REQUEST
Could you echo, unchanged, only the material between the lines holding "Determine the exact" and "box: [399, 361, 450, 382]", inclusive?

DATA FOR ANALYSIS
┄┄┄┄┄┄

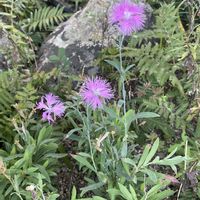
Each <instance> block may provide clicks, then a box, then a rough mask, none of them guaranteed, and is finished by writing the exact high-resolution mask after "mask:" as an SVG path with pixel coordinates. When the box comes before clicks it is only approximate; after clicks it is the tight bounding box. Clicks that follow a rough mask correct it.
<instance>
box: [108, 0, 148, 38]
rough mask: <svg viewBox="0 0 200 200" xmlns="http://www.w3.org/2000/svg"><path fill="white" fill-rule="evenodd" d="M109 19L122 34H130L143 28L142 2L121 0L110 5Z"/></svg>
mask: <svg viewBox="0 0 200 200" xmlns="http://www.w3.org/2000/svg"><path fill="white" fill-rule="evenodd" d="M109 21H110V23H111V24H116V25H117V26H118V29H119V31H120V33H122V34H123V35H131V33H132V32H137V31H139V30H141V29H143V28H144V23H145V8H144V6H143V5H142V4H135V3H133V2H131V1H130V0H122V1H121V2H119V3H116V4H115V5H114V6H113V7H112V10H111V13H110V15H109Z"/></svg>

┄┄┄┄┄┄

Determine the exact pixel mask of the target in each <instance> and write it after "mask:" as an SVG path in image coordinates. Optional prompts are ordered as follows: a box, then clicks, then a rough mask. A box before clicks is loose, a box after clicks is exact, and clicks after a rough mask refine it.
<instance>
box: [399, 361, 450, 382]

┄┄┄┄┄┄

RESULT BELOW
Determine the exact pixel mask of the target in each <instance> and write it after "mask:" as an SVG path in image coordinates. Optional prompts are ordered as follows: a box, then clicks, then a rough mask. A box before clicks is loose, a box after clicks is exact, and clicks after a rough mask refine it.
<instance>
box: [399, 361, 450, 382]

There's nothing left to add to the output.